Em vésperas daquela que será apenas a sua quarta edição, marcada para os dias 28, 29 e 30 de Março, os Encontros Cinematográficos do Fundão já têm um nome e uma identidade firmadas. Em tempos de superabundância de festivais de cinema, de uma progressiva perda de contacto com uma cinefilia que seja indiferente às lógicas do “evento grande”, os Encontros destacam-se pelo seu espírito informal, quase boémio, e uma programação que não se distrai com a espuma dos dias, nem tão-pouco sucumbe às categorizações fáceis que afastam o “fazer” do “ver” e do “falar” cinema. Inspirado por tal movimento de não-conformidade com modas e à luz desta tentativa de retornar à essência da cinefilia (traduzida na expressão simples desse desejo de descobrir e dar a descobrir), o À Pala de Walsh quis falar com o coordenador deste acontecimento que tenderá sempre a aparecer “ao lado da ‘agenda'”. Carlos Fernandes é o grande maverick dos eventos do cinema. Na realidade, como o leitor constatará pelas suas palavras nesta entrevista realizada por email, os Encontros parecem cumprir-se na negação da própria ideia de “evento”, nomeadamente por via da singularidade da proposta de fazer do convívio reflexão e da reflexão convívio. Um trabalho de resistência em nome do amor à arte e à amizade do, ou em torno do, cinema.
Como surgiu a ideia e de que modo conseguiram pôr em prática estes especialíssimos Encontros Cinematográficos?

PROBLEMAS A RESOLVER
1. Indique se cada afirmação está de acordo com o texto sobre os Encontros Cinematográficos do Fundão, respondendo sim ou não e citando as palavras decisivas: (a) a quarta edição está marcada para 28, 29 e 30 de Março; (b) a entrevista foi realizada por telefone; (c) os Encontros destacam-se por um espírito formal.
2. Prossiga o texto sobre os Encontros Cinematográficos do Fundão a partir da última frase apresentada.

Registos de uma coleção
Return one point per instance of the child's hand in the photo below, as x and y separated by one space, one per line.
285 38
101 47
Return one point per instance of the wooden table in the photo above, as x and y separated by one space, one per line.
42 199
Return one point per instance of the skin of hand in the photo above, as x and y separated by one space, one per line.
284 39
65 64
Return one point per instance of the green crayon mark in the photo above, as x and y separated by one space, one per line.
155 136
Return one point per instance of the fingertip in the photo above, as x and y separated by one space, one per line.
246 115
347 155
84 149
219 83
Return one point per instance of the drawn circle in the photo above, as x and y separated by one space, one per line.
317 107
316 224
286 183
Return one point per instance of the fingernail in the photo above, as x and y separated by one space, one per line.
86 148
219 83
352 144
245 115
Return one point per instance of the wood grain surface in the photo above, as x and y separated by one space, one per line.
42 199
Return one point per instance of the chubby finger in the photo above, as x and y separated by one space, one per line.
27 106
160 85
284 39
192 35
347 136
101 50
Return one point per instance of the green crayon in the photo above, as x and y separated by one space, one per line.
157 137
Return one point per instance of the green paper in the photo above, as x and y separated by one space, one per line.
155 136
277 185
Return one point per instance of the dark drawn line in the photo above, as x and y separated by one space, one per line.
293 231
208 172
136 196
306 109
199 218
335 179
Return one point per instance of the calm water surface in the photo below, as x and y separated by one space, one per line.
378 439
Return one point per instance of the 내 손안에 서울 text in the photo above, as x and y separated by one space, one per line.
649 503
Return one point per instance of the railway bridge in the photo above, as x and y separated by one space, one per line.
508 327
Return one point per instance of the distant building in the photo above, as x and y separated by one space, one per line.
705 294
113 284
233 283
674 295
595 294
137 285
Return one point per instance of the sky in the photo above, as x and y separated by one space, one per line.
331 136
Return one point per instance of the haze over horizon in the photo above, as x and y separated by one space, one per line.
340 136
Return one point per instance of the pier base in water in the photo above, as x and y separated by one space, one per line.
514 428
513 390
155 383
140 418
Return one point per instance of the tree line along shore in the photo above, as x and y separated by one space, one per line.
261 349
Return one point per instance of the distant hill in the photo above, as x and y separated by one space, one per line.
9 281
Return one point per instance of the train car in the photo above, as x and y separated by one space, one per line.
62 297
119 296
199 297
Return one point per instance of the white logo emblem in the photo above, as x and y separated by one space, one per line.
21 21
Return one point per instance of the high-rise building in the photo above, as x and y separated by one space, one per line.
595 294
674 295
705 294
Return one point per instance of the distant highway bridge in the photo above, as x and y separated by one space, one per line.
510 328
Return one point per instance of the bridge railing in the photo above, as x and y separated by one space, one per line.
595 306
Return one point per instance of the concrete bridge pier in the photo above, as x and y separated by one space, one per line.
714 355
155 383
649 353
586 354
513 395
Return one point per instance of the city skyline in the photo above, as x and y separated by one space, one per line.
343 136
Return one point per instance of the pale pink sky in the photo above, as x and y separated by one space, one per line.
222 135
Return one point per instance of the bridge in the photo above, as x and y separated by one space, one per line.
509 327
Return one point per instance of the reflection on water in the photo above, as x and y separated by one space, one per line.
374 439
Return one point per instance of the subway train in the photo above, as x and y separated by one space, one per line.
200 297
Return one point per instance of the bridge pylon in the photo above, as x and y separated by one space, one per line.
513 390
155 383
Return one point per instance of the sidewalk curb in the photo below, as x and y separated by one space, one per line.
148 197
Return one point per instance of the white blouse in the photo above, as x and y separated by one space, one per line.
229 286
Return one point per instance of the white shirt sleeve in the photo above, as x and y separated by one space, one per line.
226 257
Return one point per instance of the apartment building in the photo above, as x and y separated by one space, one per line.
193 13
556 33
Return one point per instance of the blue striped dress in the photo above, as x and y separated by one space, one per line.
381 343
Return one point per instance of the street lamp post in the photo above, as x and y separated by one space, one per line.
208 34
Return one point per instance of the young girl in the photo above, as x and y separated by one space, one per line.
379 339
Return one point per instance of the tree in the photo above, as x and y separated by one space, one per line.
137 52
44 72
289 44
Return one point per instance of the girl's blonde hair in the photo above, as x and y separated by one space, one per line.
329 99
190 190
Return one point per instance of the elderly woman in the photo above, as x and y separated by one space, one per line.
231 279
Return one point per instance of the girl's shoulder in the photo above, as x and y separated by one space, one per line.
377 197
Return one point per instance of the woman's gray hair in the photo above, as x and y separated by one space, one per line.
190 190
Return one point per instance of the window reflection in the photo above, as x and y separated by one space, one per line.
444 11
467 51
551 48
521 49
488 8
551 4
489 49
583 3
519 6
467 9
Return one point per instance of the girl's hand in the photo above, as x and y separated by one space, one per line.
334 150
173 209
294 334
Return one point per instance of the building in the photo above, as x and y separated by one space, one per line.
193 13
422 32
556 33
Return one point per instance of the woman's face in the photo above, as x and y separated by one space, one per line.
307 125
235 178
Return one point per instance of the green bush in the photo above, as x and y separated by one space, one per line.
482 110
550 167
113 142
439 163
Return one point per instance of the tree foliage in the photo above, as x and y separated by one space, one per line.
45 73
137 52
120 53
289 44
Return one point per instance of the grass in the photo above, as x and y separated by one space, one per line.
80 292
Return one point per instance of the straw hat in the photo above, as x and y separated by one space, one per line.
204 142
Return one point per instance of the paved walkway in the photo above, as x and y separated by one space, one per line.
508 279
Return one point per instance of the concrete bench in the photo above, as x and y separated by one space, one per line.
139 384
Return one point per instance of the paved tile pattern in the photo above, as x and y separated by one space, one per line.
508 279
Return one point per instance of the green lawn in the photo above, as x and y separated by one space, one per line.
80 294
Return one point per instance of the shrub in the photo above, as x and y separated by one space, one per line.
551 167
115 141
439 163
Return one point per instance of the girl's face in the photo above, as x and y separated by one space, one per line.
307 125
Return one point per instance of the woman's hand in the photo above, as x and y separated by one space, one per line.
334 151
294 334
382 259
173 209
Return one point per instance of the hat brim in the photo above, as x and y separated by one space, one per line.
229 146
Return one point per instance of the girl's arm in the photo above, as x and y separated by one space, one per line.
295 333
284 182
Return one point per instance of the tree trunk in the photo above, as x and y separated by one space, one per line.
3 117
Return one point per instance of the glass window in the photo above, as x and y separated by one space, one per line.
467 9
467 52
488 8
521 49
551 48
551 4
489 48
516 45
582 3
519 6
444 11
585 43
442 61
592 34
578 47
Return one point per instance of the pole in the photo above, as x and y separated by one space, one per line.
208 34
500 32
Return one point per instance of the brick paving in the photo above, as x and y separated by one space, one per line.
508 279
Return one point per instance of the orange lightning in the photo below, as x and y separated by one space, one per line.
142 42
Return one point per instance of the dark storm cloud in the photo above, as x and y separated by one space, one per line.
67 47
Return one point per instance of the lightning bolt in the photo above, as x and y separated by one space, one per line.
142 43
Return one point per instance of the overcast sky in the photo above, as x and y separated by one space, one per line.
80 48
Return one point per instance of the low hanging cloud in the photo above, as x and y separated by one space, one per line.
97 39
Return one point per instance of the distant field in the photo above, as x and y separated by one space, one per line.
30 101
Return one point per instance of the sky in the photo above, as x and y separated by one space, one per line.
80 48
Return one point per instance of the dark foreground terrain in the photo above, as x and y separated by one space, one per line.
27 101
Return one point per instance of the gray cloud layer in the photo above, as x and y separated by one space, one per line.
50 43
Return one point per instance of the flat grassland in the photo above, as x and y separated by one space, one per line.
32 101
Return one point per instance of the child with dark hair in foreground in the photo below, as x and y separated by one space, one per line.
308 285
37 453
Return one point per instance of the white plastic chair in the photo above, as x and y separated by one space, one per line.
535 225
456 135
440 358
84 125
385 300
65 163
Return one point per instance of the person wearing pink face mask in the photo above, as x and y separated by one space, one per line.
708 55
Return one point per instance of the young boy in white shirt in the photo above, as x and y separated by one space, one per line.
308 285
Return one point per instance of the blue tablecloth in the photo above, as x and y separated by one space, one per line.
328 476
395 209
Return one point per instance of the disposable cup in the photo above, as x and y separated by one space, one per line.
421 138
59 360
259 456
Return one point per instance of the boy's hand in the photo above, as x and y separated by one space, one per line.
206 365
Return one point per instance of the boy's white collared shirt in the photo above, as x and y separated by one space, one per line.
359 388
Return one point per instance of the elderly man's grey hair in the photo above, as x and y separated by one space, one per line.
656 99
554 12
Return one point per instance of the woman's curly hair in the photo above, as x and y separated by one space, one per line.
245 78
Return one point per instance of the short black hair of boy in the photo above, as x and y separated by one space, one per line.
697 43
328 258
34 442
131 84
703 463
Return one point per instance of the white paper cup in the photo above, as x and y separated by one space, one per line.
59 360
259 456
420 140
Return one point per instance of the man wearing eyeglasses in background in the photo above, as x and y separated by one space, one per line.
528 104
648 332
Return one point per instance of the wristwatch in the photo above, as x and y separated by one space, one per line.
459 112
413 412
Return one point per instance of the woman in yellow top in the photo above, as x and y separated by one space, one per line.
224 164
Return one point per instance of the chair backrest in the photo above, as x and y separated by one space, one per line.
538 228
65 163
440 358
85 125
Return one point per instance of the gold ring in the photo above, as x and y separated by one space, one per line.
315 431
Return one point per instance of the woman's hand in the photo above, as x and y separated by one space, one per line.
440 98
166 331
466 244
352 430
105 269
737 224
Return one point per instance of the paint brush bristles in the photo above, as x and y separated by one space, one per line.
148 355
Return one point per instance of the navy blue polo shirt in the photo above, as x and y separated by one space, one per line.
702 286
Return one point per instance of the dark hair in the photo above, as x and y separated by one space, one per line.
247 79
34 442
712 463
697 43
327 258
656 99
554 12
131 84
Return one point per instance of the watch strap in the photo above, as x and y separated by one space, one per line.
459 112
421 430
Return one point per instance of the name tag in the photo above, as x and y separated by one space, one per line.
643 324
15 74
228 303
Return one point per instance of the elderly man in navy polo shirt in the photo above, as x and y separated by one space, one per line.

RESPOSTAS APRESENTADAS
1.
(a) Sim: «marcada para os dias 28, 29 e 30 de Março».
(b) Não: «nesta entrevista realizada por email».
(c) Não: «destacam-se pelo seu espírito informal, quase boémio».

2.
Foi evidentemente por causa dos amigos. Na Luzlinar, queríamos ter uma actividade regular ligada ao cinema. E quando pensámos fazer algo novo, normalmente, tentámos responder a alguma coisa. Não que fosse um objectivo em si mesmo, mas havia insatisfação. Depois, era necessário experimentar a ideia para ver se resultaria como pensávamos. Então, fizemo-lo da maneira mais prática e com menos riscos. Começámos a ver que amigos tínhamos. Entre alguns cineastas amigos da Maria Lino, encontrámos o Benjamin Geissler, filho de um amigo escritor (Christian Geissler), que tinha estado durante um longo período isolado numa quinta do Feital. Da longa lista da Barbara Spielmann, onde se incluía o Moullet ou o Courant, chegámos ao Joseph Morder. Queríamos um português que ainda faltava. O Frederico e a Marta do Cineclube da Guarda sugeriram o Manuel Mozos, que não era amigo de ninguém próximo, mas que alguém acabou por conseguir contactar e fazer essa ligação. O Frederico sugeriu o Edmundo Cordeiro, que era seu professor na Lusófona, para apresentar o Manuel. Depois, escolhemos os filmes deles e eles os que nos queriam mostrar, como hoje se mantém. Por fim, foi preciso pôr toda a gente a falar entre si e connosco. Tinham que escrever textos sobre todos filmes, fazer entrevistas, alguns ainda conhecerem-se melhor, etc. Tudo isto vários meses antes e com prazos, pois ainda era necessário fazer muitas traduções e editar o primeiro Jornal dos Encontros a tempo. Os primeiros Encontros foram organizados conjuntamente com o Cineclube e o Teatro Municipal da Guarda, cujo director também era um amigo.
Penso que vários aspectos distinguem este evento da maioria dos festivais de cinema que se têm multiplicado como cogumelos país afora. Um desses aspectos é o facto de os seus Encontros se direccionarem sempre ao contacto pessoal ou à conversa informal com os convidados, algo que, do meu ponto de vista, é absolutamente inviável nos festivais de grande dimensão. Em que medida esta dimensão humana, quase boémia, é necessária à vida do cinema e da cinefilia?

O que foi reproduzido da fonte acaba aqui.